### INSTRUCTION
Duplicate the lines below, everything from the line containing "Please drop a marker on every instance of the shrub" down to the line containing "<point>1217,467</point>", both included.
#####
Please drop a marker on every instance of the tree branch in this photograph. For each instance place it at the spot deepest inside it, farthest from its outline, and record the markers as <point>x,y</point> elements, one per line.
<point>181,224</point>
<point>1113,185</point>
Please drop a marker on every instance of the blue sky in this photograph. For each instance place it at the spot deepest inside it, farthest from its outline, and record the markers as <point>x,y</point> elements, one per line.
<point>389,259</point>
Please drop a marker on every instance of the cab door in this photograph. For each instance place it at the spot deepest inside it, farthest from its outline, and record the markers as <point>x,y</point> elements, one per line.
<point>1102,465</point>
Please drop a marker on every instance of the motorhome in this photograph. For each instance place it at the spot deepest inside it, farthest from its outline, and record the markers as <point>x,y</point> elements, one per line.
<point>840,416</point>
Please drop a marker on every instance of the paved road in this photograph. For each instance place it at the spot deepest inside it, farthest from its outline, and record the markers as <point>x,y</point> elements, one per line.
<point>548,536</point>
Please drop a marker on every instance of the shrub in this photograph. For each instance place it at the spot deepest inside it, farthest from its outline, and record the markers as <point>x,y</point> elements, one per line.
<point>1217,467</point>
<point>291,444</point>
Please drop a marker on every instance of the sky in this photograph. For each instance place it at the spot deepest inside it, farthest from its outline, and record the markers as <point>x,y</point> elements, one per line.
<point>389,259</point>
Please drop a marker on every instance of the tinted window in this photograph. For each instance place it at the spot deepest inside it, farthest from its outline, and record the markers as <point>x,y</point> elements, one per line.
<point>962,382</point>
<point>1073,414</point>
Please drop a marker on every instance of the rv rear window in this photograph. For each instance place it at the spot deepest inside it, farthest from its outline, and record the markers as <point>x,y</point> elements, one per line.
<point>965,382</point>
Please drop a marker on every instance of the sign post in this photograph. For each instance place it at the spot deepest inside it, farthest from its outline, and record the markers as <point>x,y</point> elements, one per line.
#####
### TASK ANSWER
Please drop a marker on every instance of the shrub in this photograph. For each instance place it at the spot deepest inside it, farthest from its outline, and record the markers as <point>x,y</point> elements, one per line.
<point>1217,467</point>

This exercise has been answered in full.